Locate each row below that contains the word "small", and copy those lines out in full.

_ _ _

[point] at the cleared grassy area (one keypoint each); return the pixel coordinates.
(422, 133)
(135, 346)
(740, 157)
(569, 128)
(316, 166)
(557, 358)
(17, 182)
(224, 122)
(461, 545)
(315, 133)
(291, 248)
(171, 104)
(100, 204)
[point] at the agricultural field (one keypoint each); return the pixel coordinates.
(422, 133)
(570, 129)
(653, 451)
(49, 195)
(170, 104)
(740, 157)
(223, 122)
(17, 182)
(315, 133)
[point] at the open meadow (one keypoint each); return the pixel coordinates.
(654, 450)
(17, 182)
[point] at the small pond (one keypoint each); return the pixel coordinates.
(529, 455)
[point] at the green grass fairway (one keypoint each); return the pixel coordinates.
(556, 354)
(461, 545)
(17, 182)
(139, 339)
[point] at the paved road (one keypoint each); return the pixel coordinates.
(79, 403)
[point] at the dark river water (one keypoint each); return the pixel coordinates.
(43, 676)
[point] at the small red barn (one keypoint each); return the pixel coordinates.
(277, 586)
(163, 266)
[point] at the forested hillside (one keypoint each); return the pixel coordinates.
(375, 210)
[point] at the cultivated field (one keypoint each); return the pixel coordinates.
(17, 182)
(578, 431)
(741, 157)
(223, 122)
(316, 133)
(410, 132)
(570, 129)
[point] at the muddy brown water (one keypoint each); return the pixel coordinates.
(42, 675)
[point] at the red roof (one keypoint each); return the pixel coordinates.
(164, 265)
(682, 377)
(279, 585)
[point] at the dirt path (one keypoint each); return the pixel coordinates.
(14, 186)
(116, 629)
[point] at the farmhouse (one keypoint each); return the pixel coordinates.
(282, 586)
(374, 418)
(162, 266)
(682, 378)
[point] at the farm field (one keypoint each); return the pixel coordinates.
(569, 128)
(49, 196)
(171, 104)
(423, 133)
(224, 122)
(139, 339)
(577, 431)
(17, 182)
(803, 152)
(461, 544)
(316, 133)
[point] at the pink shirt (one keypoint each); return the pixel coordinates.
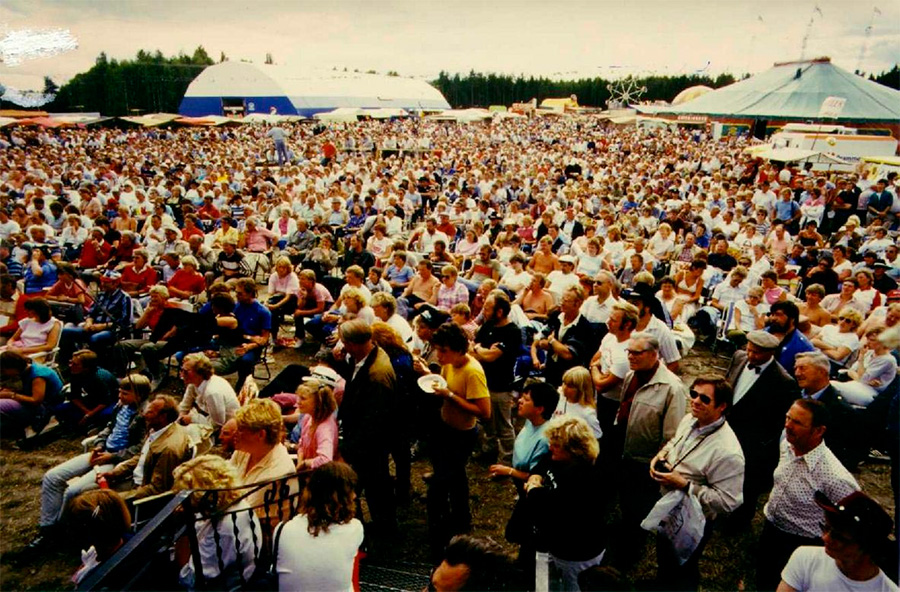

_ _ _

§ **Response below**
[point] at the small pond (one keypoint each); return the pixel coordinates.
[point] at the small red barn (one keypoint each); return the pixel coordinates.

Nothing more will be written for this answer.